Point-per-instance localization data:
------------------------------------

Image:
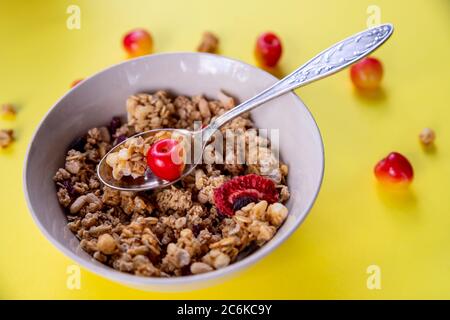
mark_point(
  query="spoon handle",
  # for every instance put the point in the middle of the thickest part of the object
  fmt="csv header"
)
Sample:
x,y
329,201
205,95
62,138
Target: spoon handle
x,y
330,61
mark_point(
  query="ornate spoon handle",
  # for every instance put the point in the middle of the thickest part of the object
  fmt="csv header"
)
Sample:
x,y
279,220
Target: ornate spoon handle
x,y
330,61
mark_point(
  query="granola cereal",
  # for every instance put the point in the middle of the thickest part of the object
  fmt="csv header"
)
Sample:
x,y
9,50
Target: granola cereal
x,y
178,230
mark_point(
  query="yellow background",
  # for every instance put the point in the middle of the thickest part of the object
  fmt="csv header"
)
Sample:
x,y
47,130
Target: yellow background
x,y
354,223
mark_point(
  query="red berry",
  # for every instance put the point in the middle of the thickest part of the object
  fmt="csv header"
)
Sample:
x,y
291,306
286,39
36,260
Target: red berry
x,y
241,190
367,73
268,49
395,169
75,82
137,43
165,159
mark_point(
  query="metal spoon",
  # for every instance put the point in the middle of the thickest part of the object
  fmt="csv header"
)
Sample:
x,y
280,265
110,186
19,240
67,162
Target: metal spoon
x,y
328,62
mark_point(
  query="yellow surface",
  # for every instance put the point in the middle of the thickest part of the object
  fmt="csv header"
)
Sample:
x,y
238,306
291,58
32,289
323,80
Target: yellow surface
x,y
354,223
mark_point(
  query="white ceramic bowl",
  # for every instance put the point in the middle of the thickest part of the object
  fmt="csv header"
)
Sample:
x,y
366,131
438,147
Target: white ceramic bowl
x,y
94,101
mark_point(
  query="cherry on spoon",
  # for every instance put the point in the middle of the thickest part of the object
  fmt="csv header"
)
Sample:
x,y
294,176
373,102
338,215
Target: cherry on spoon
x,y
330,61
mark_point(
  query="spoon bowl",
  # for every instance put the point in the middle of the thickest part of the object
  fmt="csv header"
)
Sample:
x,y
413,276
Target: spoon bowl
x,y
149,180
326,63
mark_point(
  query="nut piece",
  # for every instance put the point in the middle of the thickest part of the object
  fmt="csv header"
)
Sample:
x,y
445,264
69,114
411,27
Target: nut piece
x,y
106,244
8,110
209,43
427,136
6,137
276,214
217,259
200,267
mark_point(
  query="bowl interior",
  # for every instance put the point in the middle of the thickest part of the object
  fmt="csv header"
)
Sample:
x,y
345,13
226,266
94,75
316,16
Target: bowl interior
x,y
94,101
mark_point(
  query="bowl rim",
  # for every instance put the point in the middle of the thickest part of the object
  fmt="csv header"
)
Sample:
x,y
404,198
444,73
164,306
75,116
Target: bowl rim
x,y
134,280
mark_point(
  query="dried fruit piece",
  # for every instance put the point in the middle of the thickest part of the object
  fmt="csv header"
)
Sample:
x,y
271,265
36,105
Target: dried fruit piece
x,y
6,138
209,43
241,189
242,201
395,169
165,159
427,136
78,144
8,110
268,49
138,42
367,73
106,244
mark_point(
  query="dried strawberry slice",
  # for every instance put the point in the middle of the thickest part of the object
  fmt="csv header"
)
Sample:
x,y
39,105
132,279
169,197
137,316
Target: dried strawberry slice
x,y
240,191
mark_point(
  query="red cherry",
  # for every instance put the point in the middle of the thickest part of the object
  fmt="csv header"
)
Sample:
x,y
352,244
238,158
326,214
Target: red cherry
x,y
165,159
138,42
75,82
367,73
268,49
395,169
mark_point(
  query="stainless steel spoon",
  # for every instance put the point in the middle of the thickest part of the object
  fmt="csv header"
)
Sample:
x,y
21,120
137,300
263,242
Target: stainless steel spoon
x,y
330,61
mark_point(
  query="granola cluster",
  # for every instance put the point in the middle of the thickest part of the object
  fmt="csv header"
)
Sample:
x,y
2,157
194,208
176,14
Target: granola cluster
x,y
174,231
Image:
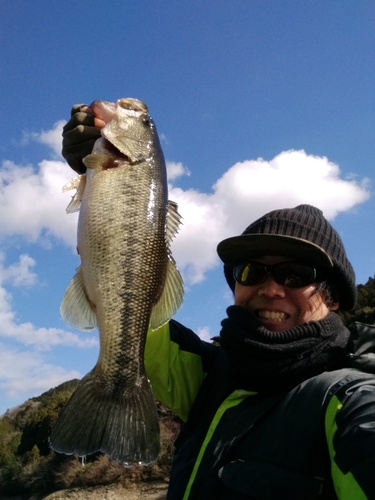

------------------------------------

WORK TO BE COMPLETED:
Reproduce every record above exactly, omitting the pictures.

TASK RESULT:
Image:
mark_point(
  query="spoon handle",
  # for every instance put the point in the middle of the thickest part of the object
  fmt="csv header"
)
Sample:
x,y
329,201
205,95
62,138
Target: spoon handle
x,y
330,61
mark_point(
  query="ornate spoon handle",
  # for every instance put the point in the middle of the thickest part of the object
  fmt="csv header"
)
Sample:
x,y
279,220
Target: ornate spoon handle
x,y
330,61
mark_point(
  query="granola cereal",
  # for every instance put the point in the middle of the thickest part of the object
  fmt="csv header"
)
Sample:
x,y
9,50
Target: granola cereal
x,y
178,230
mark_point(
  query="yellow background",
  # for every instance put the point in the middle of the thickest part of the object
  fmt="csv header"
)
Sample:
x,y
47,130
Target: yellow background
x,y
354,223
mark_point(
  query="red berry",
  # for every instance put the point in the middle of the thickest part of the object
  fmt="csv header"
)
Sample:
x,y
291,306
286,39
36,260
Target: red berry
x,y
241,190
367,73
268,49
395,169
75,82
137,43
165,159
mark_point(
  query="metal spoon",
  # for every instance put the point in the middle of the thickest part of the object
  fmt="csv header"
)
Sample:
x,y
280,265
110,186
19,240
67,162
Target: metal spoon
x,y
328,62
mark_point(
  query="yellow surface",
  # for every instance put the point in the middle of the thickest part of the object
  fmt="csv header"
)
Sample:
x,y
238,306
291,58
32,289
323,80
Target: yellow surface
x,y
354,223
mark_point(
  query="white ceramic bowl",
  # for every instance put the point in the middle of the thickest part of the object
  fmt="csv header"
)
Sample:
x,y
366,131
438,147
Target: white ceramic bowl
x,y
94,101
mark_point(
  query="cherry on spoon",
  # for every instance put the point in the middle of the thickest part of the object
  fmt="csv header"
)
Sample:
x,y
294,176
373,102
338,215
Target: cherry on spoon
x,y
330,61
mark_point(
  query="spoon bowl",
  # for every instance put the point in the middle of the thickest part of the object
  fmt="csv header"
)
Sample:
x,y
413,276
Target: spoon bowl
x,y
149,180
326,63
mark_point(
  query="nut piece",
  # for every instance put the point in the middle of the thickest part of the object
  fmt="csv header"
)
Sample:
x,y
445,264
69,114
411,27
Target: nut piece
x,y
106,244
8,110
209,43
427,136
6,137
276,214
217,259
200,267
mark_point(
  query="bowl interior",
  # for every instance put the point in the middle of the thickest part of the object
  fmt="csv header"
)
Sample:
x,y
345,13
226,266
94,75
316,16
Target: bowl interior
x,y
94,101
mark_point(
  query="bowl rim",
  # for every instance put the point in the middle of the thickest part of the object
  fmt="csv header"
)
Sample:
x,y
404,198
444,73
164,306
75,116
Target: bowl rim
x,y
134,280
mark_point(
  query="dried fruit piece",
  # for every instance put the point in the middle of the thickest part of the object
  fmt="csv header"
)
Sample:
x,y
271,265
36,105
Target: dried fruit piece
x,y
6,138
209,43
241,189
242,201
395,169
165,159
427,136
78,144
8,110
268,49
138,42
367,73
106,244
mark_point(
  query="dried strawberry slice",
  # for every instance put the point in the middle of the thickest part of the object
  fmt="csv header"
)
Sample:
x,y
39,105
132,279
169,197
137,316
Target: dried strawberry slice
x,y
240,191
mark_point(
  query="red cherry",
  # for every instance put the point in the middle of the thickest part of the object
  fmt="csv header"
)
Sample:
x,y
352,244
238,158
326,214
Target: red cherry
x,y
165,159
138,42
75,82
367,73
268,49
395,169
mark_point(
  query="stainless steel spoon",
  # for every instance put the point in the middle of the thickest part of the object
  fmt="csv header"
)
Sample:
x,y
21,120
137,300
263,242
Target: stainless steel spoon
x,y
330,61
mark_point(
  query="granola cluster",
  # for every instance put the point in the middle of the thickest part of the object
  fmt="csv header"
)
Sample:
x,y
2,157
194,208
176,14
Target: granola cluster
x,y
174,231
Image:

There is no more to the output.